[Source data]
----------------

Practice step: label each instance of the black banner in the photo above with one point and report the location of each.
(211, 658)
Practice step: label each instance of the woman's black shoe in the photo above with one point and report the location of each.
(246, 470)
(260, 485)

----------------

→ **What you have to do**
Which lines run from the one holding "Practice step: label each instance of the woman's" through the end of the data? Write them out exactly, ends included, and add nothing.

→ **Worked solution**
Practice step: label each instance of the woman's black shoe in the photo above with one point and report the location of each.
(246, 470)
(260, 485)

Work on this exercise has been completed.